Goal 1:
Answer these questions about the passage on measuring touch:
(a) Which instruments have been used to measure vibration stimuli indirectly?
(b) What does each of the devices reported in [58-61] essentially consist of?
(c) According to the passage, what predominately determines tactile percepts?

== Document extract

The studies summarized above have used conventional instrumental measures of viscosity, friction and other physical attributes of products in order to seek perceptual-physical links. An alternative approach would be to gather instrumental measures during the actual touch made by an individual against a body site while applying or assessing a product. This approach has the great advantage that it could record the mechanical events at the fingertip (or other body surface) that stimulate the mechanoreceptors during touch. Mechanical events include instantaneous frictional forces, but also vibrations normal and tangential to the point of contact. Mechanoceptor activity is of greater potential interest than conventional instrumental measures in forging perceptual links because it is the mechanoreceptor outputs that predominately determine tactile percepts. However there is currently no technique that allows concurrent recording of friction during skin-skin contact, i.e., intraor interpersonal touch [10], although vibration stimuli have been measured indirectly (a short distance away from the contact) using microphones, hydrophones and accelerometers [57].

Although it is not currently feasible to concurrently record frictional forces during naturalistic touch between two body sites, devices exist that allow concurrent recordings for explorations made by the finger against a (treated) surface. Several such devices have been reported [58-61]. Each essentially consists of a rigid plate attached to sensitive force transducers, allowing real-time recordings of touch-relevant mechanical events that occur at the point of contact between the plate and exploring fingertip. The substrate over which products are explored can be a suitable skin analog.

====

Goal 2: Recast part of the listing as a Markdown table with the columns n and Line: start at the line containing "police car hood", end at the line containing "point(377, 16)", include both of those lines, and omit blank lines.

== Provided records

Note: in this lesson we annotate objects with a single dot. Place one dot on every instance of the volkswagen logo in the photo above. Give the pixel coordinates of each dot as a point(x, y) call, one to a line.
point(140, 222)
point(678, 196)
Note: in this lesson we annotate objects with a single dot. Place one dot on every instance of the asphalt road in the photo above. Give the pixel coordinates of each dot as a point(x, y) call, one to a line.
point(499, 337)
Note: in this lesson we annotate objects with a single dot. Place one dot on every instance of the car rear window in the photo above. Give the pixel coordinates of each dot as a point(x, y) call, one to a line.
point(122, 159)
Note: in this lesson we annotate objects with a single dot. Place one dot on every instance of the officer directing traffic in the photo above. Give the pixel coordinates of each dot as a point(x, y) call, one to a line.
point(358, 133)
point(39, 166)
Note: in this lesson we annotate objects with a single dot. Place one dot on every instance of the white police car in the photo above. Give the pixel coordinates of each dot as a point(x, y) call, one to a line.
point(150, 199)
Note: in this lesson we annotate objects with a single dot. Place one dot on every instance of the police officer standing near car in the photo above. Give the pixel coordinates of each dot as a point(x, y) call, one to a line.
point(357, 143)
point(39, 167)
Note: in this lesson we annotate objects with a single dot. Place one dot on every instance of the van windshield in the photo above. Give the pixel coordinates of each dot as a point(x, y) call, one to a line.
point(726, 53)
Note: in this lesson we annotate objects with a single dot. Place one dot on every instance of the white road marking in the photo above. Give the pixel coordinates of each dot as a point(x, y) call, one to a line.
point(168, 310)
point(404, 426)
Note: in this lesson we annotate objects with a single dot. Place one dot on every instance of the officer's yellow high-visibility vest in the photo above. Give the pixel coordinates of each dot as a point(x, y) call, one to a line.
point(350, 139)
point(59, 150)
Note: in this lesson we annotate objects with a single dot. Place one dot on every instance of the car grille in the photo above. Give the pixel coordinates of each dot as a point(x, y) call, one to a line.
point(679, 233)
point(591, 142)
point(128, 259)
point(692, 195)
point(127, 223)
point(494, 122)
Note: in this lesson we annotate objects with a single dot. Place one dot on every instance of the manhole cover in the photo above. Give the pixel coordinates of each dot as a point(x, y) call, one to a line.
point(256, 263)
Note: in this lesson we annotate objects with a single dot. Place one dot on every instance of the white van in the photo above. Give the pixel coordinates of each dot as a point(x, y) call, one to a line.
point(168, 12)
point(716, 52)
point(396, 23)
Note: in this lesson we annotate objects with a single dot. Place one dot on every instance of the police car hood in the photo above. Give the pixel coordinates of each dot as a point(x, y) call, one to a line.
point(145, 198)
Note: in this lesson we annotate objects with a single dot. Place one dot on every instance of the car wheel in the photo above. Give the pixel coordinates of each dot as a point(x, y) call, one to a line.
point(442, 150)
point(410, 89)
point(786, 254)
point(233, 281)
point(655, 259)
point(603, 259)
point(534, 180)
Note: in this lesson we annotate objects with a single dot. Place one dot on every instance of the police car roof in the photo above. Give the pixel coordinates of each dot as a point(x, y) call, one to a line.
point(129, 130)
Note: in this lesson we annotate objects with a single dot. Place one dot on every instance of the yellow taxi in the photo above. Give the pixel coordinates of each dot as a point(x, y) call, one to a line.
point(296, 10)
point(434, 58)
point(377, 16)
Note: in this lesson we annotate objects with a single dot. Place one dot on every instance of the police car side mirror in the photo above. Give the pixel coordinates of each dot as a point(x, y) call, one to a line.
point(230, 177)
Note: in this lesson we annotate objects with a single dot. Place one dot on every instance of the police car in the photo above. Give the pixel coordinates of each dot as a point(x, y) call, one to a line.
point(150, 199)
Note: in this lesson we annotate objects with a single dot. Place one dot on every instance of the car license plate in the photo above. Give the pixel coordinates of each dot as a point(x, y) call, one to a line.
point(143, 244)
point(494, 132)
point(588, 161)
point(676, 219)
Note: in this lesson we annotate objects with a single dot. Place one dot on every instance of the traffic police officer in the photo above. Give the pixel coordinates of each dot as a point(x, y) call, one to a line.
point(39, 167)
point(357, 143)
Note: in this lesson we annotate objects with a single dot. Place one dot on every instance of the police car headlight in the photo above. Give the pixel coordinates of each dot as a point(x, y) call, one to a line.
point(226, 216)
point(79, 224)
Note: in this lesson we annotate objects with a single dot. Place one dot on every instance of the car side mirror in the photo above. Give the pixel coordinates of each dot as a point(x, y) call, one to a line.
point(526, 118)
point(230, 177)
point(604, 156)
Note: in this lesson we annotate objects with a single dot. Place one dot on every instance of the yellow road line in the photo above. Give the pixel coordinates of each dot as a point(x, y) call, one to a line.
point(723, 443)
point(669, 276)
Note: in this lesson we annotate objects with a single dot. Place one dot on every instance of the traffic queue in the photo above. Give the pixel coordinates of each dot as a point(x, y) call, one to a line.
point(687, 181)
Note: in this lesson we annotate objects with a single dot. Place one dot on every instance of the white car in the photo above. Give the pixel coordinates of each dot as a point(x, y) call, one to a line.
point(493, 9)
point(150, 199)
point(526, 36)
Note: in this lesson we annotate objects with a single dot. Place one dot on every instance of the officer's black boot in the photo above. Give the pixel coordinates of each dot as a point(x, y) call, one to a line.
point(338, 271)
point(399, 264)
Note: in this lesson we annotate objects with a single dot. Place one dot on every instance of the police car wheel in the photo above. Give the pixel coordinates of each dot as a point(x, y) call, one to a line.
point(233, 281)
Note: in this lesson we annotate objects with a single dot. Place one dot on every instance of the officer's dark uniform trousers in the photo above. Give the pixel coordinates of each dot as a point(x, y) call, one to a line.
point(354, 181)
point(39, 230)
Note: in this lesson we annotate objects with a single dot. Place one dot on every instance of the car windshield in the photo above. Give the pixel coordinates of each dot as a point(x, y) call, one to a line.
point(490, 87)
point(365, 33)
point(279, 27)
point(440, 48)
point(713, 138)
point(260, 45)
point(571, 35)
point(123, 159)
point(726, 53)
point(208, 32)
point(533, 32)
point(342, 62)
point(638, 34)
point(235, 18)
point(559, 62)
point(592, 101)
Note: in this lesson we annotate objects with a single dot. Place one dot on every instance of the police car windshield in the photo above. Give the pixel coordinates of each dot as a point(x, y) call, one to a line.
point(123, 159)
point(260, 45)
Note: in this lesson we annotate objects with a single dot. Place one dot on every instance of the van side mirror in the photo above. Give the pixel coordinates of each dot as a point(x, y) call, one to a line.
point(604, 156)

====

Solution 1:
(a) Microphones, hydrophones and accelerometers.
(b) A rigid plate attached to sensitive force transducers.
(c) Mechanoreceptor outputs.

Solution 2:
| n | Line |
|---|---|
| 1 | Note: in this lesson we annotate objects with a single dot. Place one dot on every instance of the police car hood in the photo above. Give the pixel coordinates of each dot as a point(x, y) call, one to a line. |
| 2 | point(145, 198) |
| 3 | Note: in this lesson we annotate objects with a single dot. Place one dot on every instance of the car wheel in the photo above. Give the pixel coordinates of each dot as a point(x, y) call, one to a line. |
| 4 | point(442, 150) |
| 5 | point(410, 89) |
| 6 | point(786, 254) |
| 7 | point(233, 281) |
| 8 | point(655, 259) |
| 9 | point(603, 259) |
| 10 | point(534, 180) |
| 11 | Note: in this lesson we annotate objects with a single dot. Place one dot on every instance of the police car roof in the photo above. Give the pixel coordinates of each dot as a point(x, y) call, one to a line. |
| 12 | point(129, 130) |
| 13 | Note: in this lesson we annotate objects with a single dot. Place one dot on every instance of the yellow taxi in the photo above. Give the pixel coordinates of each dot as a point(x, y) call, one to a line. |
| 14 | point(296, 10) |
| 15 | point(434, 58) |
| 16 | point(377, 16) |